▸ **Text**:
It seems clear, that every economic system needs to incorporate a profit incentive to stir individuals and groups to productivity. “Substitutes like slavery, police supervision, or ideological enthusiasm prove too unproductive, too expensive, or too transient.”

“The concentration of wealth is a natural result of this concentration of ability, and regularly recurs in history. The rate of concentration varies (other factors being equal) with the economic freedom permitted by morals and the laws.”

When inequality reaches a critical point, wealth redistribution or revolution follows. “In progressive societies the concentration may reach a point where the strength of number in the many poor rivals the strength of ability in the few rich; then the unstable equilibrium generates a critical situation, which history has diversely met by legislation redistributing wealth or by revolution distributing poverty.”

History shows that wealth concentration is unavoidable. “We conclude that the concentration of wealth is natural and inevitable, and is periodically alleviated by violent or peaceable partial redistribution. In this view all economic history is the slow heartbeat of the social organism, a vast systole and diastole of concentration wealth and compulsive recirculation.”

The story of socialism and capitalism is part of concentration and dispersion of wealth. Socialism is much older than one would expect. In Sumeria, about 2100 B.C. that economy was organised by the state. In Babylonia (1750 B.C.) the law code of Hammurabi fixed wages for certain professions. Many more examples: Rome (A.D. 301), several attempts China (145 B.C.) and – the longest-lasting regime yet known to history – by the Incas in what we now call Peru at some time in the 13th century.

Socialism rose again when “the Industrial Revolution revealed the greed and brutality of early capitalism – child labor, woman labor, long hours, low wages, and disease-breeding factories and slums.” Marx and Engels in the Communist Manifesto (1847) and Das Kapital (1867 – 95).

Items listed in a dataset:
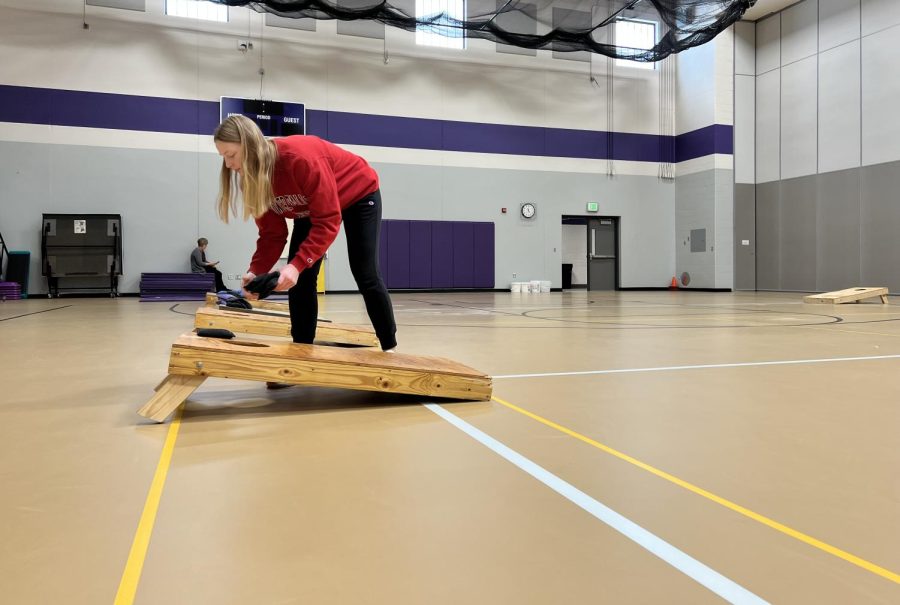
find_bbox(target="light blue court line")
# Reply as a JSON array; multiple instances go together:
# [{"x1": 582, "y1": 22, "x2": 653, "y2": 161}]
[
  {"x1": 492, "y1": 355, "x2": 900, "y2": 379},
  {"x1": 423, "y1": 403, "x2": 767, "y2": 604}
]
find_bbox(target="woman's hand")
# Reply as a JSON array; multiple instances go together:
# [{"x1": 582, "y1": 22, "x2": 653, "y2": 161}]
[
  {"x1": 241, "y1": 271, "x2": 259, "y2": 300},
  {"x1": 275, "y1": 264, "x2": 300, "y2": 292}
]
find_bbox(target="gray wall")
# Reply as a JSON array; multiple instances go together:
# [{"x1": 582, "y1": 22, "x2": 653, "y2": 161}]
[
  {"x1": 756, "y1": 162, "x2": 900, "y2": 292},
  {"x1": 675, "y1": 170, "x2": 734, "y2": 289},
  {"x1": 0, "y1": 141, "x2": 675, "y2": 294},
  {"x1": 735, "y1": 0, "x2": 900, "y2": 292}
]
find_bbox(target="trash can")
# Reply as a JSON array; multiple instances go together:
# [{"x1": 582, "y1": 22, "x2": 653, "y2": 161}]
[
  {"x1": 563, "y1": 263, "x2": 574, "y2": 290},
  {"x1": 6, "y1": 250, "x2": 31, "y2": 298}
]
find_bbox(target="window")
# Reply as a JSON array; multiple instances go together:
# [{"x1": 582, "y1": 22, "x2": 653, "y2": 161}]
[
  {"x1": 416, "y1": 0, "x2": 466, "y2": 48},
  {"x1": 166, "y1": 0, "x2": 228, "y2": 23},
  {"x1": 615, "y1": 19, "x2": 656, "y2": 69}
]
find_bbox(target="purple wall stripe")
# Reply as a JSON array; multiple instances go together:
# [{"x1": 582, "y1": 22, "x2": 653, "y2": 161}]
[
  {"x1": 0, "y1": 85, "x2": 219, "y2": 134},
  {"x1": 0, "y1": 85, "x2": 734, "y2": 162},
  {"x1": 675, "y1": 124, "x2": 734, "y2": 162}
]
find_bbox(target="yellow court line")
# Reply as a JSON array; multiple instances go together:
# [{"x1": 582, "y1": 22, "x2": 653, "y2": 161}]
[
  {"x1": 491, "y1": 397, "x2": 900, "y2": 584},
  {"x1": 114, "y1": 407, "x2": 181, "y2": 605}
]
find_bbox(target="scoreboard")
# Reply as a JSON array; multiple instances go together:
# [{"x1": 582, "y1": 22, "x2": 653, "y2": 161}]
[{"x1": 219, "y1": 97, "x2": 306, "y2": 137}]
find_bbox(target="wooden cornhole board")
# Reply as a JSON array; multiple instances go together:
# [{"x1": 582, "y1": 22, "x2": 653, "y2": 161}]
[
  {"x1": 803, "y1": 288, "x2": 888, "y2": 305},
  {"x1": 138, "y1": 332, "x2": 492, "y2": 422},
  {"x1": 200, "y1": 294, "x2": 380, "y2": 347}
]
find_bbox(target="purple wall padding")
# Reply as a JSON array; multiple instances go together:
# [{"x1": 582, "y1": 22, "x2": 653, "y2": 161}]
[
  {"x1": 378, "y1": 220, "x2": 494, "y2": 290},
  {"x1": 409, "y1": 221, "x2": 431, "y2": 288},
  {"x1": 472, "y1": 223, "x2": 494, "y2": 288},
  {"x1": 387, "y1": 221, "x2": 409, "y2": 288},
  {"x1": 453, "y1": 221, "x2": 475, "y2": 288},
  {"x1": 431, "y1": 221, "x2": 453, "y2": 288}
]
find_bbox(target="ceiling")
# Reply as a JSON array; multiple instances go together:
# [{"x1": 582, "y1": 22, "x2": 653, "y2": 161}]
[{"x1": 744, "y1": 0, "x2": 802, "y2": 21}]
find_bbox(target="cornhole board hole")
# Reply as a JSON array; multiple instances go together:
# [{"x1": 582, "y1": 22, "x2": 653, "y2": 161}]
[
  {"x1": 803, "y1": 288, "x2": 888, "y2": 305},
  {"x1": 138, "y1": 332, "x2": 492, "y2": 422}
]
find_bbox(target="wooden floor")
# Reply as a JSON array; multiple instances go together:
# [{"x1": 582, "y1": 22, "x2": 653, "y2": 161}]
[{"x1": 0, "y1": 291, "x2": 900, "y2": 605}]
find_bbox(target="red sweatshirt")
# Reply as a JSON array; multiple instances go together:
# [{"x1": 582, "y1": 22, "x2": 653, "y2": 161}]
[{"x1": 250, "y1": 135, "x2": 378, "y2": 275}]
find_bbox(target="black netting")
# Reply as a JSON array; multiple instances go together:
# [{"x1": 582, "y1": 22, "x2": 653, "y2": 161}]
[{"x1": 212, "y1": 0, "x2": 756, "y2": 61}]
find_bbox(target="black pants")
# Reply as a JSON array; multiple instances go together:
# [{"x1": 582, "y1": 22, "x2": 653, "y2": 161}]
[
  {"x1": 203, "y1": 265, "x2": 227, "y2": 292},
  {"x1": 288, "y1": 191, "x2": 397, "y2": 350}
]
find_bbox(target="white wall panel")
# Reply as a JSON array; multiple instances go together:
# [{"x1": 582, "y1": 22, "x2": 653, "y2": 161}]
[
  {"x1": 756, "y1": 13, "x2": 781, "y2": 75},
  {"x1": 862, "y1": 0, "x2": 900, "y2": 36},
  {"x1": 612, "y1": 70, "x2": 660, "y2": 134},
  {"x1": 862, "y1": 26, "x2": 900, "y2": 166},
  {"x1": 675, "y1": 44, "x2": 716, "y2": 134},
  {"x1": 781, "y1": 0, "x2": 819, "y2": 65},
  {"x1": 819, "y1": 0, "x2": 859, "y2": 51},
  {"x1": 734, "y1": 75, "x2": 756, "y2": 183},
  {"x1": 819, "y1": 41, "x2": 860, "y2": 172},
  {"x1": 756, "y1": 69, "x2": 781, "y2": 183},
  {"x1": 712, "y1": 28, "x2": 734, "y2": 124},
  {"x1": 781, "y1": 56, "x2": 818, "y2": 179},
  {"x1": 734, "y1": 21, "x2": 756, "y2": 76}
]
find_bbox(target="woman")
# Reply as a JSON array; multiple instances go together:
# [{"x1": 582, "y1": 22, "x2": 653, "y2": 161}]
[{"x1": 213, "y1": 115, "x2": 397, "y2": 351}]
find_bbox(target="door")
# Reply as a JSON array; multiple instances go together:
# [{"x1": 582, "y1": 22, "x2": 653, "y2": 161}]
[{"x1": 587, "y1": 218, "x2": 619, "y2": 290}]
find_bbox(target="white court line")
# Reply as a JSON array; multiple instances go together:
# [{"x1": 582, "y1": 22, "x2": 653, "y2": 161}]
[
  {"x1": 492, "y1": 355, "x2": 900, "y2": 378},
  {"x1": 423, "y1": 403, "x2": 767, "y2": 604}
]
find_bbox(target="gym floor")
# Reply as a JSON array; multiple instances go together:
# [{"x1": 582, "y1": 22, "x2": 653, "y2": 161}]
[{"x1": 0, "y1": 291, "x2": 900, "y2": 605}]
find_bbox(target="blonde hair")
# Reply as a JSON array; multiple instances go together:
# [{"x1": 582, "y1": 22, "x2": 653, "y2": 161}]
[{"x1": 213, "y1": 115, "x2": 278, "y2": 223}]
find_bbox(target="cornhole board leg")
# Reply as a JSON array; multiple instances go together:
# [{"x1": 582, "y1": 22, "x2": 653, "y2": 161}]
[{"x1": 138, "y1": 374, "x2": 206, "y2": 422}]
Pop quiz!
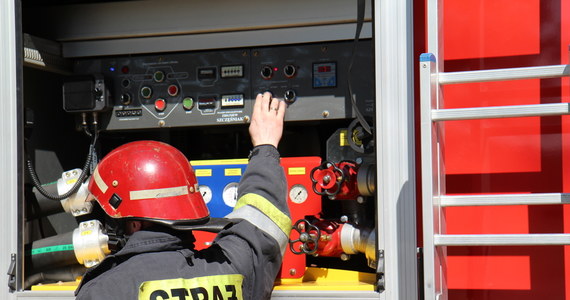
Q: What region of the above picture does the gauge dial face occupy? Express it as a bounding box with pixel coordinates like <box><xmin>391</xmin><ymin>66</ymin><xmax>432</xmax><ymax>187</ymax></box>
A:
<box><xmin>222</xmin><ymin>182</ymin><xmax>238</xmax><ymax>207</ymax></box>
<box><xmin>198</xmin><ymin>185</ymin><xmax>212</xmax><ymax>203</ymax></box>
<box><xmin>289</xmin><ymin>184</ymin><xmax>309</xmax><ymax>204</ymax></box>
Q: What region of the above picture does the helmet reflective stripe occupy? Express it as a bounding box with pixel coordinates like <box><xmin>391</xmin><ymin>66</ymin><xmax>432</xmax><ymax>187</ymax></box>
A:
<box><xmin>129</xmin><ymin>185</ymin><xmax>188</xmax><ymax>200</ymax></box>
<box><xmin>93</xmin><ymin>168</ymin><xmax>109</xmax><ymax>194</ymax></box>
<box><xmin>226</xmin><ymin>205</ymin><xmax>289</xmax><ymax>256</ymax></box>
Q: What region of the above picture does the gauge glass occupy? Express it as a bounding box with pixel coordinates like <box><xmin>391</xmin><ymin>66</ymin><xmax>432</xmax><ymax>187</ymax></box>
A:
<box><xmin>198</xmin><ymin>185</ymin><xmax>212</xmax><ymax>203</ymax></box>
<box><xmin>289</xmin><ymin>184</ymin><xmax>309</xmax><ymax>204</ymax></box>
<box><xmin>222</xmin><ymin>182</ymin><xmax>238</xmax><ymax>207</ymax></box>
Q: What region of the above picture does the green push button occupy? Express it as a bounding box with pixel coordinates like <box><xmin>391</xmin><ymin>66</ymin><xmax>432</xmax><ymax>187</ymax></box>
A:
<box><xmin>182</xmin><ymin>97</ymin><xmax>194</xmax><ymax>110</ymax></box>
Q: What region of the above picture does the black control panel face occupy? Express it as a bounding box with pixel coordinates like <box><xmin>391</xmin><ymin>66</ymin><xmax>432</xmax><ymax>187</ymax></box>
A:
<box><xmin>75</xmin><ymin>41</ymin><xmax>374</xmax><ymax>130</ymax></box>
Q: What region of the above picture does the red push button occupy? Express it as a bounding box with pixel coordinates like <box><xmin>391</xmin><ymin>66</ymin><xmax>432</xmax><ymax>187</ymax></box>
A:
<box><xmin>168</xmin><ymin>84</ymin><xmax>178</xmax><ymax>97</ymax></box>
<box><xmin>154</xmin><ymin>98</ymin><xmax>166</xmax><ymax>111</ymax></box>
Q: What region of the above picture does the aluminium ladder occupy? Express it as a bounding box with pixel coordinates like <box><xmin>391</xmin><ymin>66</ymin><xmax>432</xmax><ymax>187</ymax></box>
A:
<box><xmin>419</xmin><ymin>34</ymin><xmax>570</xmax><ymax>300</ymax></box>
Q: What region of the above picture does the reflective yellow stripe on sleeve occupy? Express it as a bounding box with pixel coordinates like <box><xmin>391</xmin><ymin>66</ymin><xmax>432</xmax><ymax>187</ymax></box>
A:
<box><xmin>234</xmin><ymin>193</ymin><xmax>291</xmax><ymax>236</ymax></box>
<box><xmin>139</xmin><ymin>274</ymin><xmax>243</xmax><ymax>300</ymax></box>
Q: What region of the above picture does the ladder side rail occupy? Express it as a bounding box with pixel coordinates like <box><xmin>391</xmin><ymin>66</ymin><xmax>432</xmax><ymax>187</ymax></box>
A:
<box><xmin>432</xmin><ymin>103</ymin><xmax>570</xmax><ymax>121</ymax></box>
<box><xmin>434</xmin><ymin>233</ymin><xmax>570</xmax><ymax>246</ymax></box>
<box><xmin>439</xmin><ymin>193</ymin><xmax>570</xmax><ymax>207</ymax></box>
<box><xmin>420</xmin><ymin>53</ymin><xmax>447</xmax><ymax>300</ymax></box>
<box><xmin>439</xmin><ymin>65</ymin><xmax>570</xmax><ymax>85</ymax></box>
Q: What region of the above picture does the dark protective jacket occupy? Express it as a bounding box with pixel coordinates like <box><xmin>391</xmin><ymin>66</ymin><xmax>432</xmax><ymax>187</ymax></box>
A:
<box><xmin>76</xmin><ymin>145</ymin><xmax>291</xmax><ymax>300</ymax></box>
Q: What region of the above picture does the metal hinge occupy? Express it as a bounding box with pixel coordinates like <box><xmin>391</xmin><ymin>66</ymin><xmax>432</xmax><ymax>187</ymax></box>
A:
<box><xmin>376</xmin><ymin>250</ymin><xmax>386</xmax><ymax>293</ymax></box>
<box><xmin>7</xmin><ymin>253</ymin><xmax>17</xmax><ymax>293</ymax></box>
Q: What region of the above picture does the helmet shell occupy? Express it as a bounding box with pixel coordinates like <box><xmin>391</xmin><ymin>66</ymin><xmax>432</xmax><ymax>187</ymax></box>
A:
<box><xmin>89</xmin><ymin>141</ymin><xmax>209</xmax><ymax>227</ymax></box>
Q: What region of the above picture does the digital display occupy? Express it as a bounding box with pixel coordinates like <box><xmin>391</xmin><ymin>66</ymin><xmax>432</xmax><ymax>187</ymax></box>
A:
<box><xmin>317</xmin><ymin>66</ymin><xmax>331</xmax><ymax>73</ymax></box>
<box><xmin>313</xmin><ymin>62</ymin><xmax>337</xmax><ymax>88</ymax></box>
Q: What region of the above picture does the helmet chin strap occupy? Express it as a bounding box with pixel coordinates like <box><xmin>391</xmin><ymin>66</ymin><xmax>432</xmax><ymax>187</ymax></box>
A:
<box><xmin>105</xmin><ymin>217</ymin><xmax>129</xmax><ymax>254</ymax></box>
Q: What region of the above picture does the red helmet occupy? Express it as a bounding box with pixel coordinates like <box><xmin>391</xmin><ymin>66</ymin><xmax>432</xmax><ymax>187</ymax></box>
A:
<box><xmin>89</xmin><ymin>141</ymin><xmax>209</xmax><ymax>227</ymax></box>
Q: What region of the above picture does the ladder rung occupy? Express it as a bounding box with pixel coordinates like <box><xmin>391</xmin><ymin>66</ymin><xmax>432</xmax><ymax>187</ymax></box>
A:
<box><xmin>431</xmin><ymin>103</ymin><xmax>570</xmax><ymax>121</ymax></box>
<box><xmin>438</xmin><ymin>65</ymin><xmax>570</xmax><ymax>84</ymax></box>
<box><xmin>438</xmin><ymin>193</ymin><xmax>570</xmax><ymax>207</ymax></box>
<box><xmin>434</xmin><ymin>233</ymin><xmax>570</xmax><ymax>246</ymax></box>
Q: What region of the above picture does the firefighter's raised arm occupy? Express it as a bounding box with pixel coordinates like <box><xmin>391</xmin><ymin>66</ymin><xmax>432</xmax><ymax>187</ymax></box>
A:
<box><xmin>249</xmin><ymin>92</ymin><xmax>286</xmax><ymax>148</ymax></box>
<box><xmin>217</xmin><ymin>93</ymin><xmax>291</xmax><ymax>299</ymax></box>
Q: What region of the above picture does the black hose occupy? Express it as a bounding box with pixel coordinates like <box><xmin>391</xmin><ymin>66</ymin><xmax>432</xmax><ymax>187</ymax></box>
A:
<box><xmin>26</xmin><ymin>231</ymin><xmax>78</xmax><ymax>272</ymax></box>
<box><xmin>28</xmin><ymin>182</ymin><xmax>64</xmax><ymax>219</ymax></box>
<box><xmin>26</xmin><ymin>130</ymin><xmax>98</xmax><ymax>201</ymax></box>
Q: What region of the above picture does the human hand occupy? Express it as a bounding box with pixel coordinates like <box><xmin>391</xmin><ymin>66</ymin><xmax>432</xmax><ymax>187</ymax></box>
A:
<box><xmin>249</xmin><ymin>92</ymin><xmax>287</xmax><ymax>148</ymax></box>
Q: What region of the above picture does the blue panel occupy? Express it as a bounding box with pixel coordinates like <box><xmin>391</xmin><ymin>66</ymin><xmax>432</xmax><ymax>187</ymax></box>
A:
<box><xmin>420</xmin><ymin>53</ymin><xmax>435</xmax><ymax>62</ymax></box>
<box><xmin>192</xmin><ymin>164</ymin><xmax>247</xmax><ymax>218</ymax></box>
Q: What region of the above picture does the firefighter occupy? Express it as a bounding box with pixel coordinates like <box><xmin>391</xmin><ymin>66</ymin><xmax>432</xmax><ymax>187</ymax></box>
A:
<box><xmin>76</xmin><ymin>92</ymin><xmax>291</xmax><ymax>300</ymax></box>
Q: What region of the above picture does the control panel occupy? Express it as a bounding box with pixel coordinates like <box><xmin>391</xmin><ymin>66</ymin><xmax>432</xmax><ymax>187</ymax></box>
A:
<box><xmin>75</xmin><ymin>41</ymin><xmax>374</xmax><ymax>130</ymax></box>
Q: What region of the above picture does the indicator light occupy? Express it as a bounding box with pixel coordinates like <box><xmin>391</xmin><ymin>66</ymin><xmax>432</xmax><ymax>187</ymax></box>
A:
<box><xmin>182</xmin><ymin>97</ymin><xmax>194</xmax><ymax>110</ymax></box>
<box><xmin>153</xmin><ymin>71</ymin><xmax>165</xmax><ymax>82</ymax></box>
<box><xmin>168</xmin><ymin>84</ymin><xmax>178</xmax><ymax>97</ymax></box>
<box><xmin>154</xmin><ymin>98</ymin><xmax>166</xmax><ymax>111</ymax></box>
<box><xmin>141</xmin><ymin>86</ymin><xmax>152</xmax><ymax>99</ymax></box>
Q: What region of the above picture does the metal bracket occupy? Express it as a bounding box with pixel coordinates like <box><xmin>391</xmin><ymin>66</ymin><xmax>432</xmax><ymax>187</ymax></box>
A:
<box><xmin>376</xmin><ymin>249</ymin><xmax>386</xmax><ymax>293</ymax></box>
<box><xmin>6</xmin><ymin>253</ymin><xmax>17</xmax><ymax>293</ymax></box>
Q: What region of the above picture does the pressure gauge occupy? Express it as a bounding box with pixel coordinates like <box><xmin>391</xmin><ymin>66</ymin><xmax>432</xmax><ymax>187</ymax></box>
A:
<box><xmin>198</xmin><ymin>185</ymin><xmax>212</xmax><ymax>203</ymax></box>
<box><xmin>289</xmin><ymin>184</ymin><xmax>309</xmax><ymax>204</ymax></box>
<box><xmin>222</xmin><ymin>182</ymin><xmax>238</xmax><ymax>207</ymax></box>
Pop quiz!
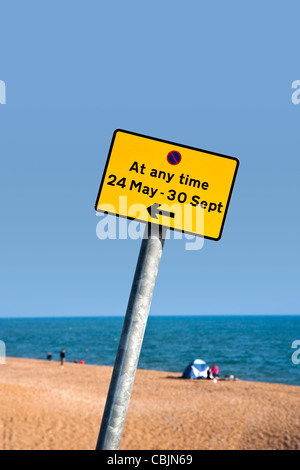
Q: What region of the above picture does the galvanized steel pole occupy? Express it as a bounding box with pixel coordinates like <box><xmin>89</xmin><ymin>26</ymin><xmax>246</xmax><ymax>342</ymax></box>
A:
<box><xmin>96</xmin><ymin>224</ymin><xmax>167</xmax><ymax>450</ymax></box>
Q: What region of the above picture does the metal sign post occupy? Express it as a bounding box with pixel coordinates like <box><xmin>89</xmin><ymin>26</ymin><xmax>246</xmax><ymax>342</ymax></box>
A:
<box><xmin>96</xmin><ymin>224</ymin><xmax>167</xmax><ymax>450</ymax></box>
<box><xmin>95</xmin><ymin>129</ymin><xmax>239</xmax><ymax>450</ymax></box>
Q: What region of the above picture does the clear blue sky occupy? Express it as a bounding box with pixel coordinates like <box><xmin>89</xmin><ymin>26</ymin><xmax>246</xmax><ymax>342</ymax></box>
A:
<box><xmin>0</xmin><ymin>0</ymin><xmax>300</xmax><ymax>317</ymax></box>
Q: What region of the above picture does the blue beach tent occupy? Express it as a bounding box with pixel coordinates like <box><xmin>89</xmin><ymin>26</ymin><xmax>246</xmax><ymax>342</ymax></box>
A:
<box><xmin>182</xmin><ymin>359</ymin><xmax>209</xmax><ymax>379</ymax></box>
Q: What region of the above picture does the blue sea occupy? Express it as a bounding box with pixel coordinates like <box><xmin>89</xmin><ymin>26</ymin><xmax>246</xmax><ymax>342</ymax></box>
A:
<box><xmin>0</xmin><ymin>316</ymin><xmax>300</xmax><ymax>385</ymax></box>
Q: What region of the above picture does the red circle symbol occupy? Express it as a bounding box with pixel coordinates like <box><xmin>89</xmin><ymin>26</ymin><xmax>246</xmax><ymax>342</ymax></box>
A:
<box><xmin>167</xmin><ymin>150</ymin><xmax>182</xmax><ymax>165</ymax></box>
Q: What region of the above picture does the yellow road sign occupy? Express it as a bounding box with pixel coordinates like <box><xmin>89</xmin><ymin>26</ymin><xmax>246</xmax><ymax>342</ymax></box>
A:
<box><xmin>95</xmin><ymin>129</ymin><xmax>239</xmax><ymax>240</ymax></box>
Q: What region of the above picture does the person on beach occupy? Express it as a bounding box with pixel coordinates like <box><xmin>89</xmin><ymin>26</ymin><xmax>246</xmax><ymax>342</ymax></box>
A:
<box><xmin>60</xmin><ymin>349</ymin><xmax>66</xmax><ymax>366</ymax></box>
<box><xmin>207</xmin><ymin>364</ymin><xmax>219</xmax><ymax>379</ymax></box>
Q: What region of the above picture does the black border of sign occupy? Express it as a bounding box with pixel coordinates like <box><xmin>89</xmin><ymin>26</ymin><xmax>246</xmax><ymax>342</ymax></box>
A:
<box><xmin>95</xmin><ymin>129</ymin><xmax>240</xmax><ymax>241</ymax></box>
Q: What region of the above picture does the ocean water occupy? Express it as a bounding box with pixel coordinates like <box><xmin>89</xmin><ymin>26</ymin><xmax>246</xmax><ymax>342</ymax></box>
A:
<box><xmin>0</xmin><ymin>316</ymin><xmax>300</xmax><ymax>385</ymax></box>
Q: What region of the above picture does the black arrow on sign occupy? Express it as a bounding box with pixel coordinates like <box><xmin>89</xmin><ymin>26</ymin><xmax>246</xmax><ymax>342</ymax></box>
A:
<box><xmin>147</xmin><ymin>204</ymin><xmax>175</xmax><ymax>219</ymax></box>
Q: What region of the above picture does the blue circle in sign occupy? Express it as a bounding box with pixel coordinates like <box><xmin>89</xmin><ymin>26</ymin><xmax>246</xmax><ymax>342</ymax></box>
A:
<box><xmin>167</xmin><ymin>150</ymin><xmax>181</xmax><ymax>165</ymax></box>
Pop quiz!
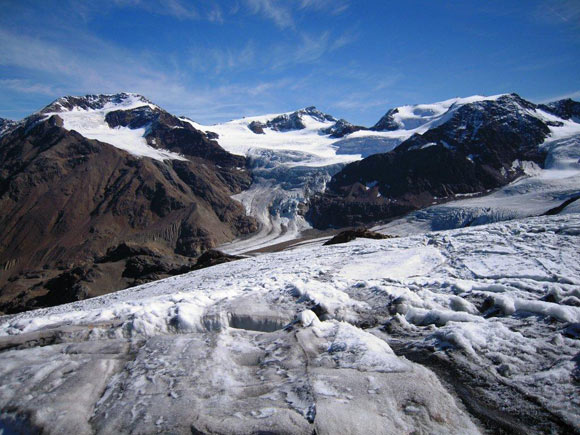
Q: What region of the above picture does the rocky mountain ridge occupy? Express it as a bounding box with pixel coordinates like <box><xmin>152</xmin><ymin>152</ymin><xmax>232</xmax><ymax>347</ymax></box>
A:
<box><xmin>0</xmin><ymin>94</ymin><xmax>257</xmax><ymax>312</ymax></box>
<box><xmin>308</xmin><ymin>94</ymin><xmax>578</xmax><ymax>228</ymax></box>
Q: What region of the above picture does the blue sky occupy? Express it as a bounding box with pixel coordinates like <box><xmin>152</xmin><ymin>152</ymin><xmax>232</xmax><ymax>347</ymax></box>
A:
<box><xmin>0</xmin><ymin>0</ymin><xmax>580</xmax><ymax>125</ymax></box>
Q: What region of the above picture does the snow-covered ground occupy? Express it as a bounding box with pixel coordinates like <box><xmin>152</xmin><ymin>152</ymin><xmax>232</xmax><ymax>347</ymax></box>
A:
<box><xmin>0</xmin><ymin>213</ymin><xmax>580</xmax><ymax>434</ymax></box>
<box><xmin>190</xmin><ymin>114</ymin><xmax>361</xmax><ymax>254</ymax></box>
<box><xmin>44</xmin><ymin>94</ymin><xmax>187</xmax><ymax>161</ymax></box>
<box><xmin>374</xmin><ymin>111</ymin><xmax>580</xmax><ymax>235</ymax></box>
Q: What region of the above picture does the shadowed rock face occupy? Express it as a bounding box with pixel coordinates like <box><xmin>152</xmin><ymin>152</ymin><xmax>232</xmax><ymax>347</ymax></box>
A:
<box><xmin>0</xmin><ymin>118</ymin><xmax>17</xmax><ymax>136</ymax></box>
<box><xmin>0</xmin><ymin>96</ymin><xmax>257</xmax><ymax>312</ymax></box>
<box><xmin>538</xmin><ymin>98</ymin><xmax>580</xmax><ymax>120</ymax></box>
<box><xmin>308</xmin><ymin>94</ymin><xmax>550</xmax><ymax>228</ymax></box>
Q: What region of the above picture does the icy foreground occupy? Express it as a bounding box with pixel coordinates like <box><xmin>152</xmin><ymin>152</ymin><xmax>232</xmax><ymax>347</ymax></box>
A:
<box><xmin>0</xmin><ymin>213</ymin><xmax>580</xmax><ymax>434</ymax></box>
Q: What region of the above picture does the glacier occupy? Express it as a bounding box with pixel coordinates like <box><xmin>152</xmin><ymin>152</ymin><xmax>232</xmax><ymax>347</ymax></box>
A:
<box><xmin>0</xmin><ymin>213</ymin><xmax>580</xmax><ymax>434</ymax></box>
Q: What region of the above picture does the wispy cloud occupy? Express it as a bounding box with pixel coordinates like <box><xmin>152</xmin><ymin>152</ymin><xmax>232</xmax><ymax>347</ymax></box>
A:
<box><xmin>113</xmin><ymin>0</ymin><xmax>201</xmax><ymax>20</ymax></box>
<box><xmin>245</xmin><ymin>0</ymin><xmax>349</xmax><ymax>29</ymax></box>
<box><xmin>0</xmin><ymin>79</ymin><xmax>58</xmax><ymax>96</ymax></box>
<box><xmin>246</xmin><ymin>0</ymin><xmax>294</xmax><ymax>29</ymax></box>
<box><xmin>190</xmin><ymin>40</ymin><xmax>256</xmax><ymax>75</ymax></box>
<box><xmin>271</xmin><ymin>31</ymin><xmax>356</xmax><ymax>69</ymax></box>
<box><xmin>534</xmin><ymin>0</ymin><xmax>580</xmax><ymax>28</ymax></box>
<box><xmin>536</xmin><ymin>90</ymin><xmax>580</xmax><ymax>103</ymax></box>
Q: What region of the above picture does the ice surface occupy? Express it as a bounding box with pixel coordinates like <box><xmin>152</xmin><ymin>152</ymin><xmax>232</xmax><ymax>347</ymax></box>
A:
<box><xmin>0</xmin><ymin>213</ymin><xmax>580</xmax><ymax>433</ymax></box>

▸ **Exercise directions**:
Could you transcribe the stretch of the text on wealth and socialism from "Socialism rose again" through "(1867 – 95)."?

▸ **Result of the task**:
Socialism rose again when “the Industrial Revolution revealed the greed and brutality of early capitalism – child labor, woman labor, long hours, low wages, and disease-breeding factories and slums.” Marx and Engels in the Communist Manifesto (1847) and Das Kapital (1867 – 95).